| EXERCISE OBJECTIVE |
Each record is to be copied exactly, with its pictures left behind.

[GIVEN RECORDS]

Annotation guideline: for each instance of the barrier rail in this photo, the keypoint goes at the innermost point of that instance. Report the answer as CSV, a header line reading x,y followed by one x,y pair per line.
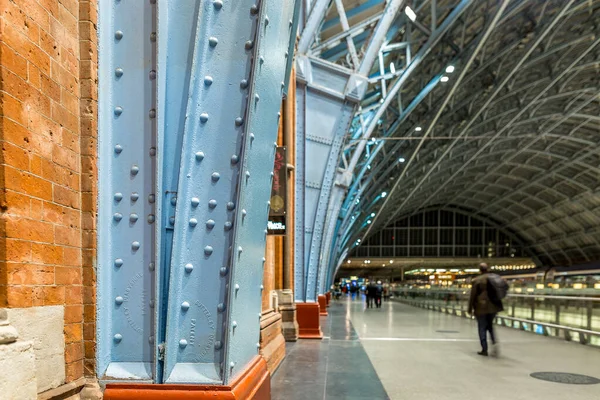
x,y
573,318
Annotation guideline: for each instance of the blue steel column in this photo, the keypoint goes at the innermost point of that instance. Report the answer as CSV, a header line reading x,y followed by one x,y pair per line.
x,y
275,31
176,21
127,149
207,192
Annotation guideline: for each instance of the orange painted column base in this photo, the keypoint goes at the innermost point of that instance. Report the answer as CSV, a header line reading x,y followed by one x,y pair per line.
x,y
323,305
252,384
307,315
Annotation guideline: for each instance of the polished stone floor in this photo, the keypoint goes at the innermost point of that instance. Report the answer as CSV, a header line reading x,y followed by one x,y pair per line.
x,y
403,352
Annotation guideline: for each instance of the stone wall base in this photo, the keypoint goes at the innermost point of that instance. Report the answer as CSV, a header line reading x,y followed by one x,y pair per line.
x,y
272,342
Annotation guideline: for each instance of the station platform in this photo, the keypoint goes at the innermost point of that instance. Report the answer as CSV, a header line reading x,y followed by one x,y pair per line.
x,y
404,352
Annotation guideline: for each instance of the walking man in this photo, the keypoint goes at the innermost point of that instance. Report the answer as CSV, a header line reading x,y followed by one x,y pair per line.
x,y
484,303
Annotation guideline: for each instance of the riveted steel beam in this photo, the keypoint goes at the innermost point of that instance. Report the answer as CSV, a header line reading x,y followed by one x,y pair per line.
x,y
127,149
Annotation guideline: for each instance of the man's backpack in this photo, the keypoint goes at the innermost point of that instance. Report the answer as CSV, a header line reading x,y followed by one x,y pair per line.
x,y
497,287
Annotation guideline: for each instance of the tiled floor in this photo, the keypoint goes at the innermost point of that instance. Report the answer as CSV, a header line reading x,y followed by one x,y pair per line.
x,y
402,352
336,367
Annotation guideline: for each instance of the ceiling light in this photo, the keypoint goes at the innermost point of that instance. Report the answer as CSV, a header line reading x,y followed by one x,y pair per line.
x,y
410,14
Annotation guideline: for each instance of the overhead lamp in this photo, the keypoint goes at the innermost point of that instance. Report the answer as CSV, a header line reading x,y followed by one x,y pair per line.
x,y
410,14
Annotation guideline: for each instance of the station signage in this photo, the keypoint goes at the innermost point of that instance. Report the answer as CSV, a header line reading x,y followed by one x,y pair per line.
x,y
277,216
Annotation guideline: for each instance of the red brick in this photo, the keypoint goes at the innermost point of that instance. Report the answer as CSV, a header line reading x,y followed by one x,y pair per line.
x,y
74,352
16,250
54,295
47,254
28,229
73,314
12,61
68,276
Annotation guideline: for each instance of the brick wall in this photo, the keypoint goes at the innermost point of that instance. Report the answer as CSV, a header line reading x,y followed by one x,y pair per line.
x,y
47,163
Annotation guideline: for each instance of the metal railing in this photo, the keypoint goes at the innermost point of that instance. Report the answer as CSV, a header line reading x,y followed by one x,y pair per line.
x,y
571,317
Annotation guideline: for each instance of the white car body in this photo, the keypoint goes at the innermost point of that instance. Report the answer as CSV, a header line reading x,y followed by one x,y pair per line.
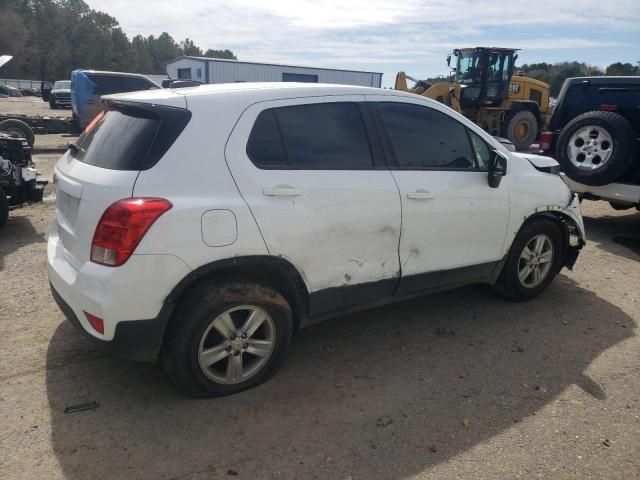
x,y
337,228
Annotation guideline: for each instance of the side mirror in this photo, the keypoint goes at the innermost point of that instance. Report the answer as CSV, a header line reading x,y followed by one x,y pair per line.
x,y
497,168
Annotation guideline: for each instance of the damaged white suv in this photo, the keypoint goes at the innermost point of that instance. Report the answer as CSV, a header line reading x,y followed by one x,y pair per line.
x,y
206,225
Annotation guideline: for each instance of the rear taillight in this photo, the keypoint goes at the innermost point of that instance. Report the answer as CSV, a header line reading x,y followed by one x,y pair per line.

[/GIVEN RECORDS]

| ANSWER SECTION |
Annotation guideline: for each instance of the barrier rail in this photo, the keypoint goes at the innermost point of that instance. Report the answer as CSV, a header line reading x,y followed by one x,y pair per line.
x,y
573,318
Annotation guideline: for each instance of the blue steel column in this photo, the keypoint goes at the innermost point of that instance. Report the answer as CSV, a header line reading x,y followed by one x,y pair per line.
x,y
275,31
176,21
127,149
207,192
Annotation guideline: for each instance of the orange painted column base in this photo, the keypoint goes at the innermost point of that instance. Report the answer as CSV, a header line reading x,y followed by one x,y pair per line.
x,y
323,305
252,384
307,315
Annotation guideline: for each instance of the polished stone floor in this photo, the keypoint goes at the innermost point of that instance. Report the answer as CSV, a header line reading x,y followed by one x,y pair per line.
x,y
403,352
Annotation guideline: for each instance of the stone wall base in this photo, the keypoint goes at the innermost point of that instance. Report the answer as CSV, a header line reading x,y followed by one x,y pair per line.
x,y
272,342
Annotation guideline: for each instance of the station platform in this photo, the keypoint goes at the innermost point of that instance. Report the answer as CSV, a header line reading x,y followed by one x,y pair per line.
x,y
404,352
Annotation guideline: for each instance of the walking man in this photo, the keypoint goes at the innermost point of that instance. Report the answer as CSV, a header line reading x,y followed by one x,y pair per line.
x,y
484,303
Annotation guideline: for each instance of the riveted steel beam in this photo, the keypoint goes at the innermost point of that instance. Report the answer as CSV, a header line reading x,y followed by one x,y pair per line.
x,y
127,149
Annotation guideline: for each instance of the man's backpack in this photo, the keypoint goes at the innermost point of that instance. Report the answer as CSV, a header line reading x,y followed by one x,y pair per line.
x,y
497,287
Annotation guideline: for each instance of the tiled floor in this photo, the keypoint goes at the innermost point of that instance. Report the answer as CSV, a header line reading x,y followed by one x,y pair per line.
x,y
402,352
336,367
Annotation guideline: for each instance of the ceiling light in this photo, the keypoint goes at the innermost point of that instance. Report the answer as CSV, a header line reading x,y followed by one x,y pair per line.
x,y
410,14
Annotation guideline: for each instance of the overhead lamp in this photo, the keypoint goes at the innermost point of that instance. Report the answer as CSV, a header line reading x,y followed by one x,y pair per line.
x,y
410,14
Annotation guideline: for each instance of the station signage in this photo, the keypoint goes at the innermost point of that instance. Report the answer as CSV, a header line reading x,y followed by one x,y pair per line.
x,y
277,216
Annotation guideline: for each instance of the red brick in this photo, the keypoint goes at the innermost point of that instance. Report the answer as CSV, a header line reading x,y followed by one x,y pair per line.
x,y
74,352
16,250
54,295
47,254
28,229
73,314
12,61
68,276
Annotation guideline: for each instance of the brick wall in this photo, the keypoint goes at the innermost point of that instance. Report the answer as CSV, a header line reading x,y followed by one x,y pair per line.
x,y
47,163
Annotation guideline: for each instance of the metal railing in this photo, the keypoint goes at the innermost point of that instance. Report the answer as CSV, a header line reading x,y followed by one x,y pair per line.
x,y
571,317
Annotation guideline: for each instance of the white car body in this photo, the keypoint goes at the innermost point of that instance. Report the answer as CSV, a header line reading x,y followed by one x,y pair per line.
x,y
337,228
Annotation guideline: for each instance of the side mirror in this photo, the keypoint goes at the innermost point of that instance. Report the answer as CSV, a header line reading x,y followed by one x,y pair per line.
x,y
497,168
Annotation guideline: for each instance of the damaged white suv in this photo, the keypoint goes at the innermost point of that instance. Report the answer as CSV, a header line reading x,y followed by one x,y pair per line.
x,y
206,225
Annotation guideline: for each instance of the rear taillight in this photo, the keypoint goes at the innermost point of that instance. Report the answer as CSV, a header line reading x,y followed by one x,y pair per line.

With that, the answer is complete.